Short task: How many of the lines below contain the string "ymax"? Reply with the number alone.

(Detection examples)
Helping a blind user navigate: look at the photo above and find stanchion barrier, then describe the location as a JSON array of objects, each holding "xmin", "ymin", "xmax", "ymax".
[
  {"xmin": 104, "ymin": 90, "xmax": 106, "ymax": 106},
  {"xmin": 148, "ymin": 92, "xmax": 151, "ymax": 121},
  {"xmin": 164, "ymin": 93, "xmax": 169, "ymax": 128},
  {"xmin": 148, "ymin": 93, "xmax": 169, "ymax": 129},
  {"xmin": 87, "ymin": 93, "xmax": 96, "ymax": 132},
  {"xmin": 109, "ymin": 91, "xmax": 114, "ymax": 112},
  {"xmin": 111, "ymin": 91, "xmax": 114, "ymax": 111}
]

Answer for the task: 8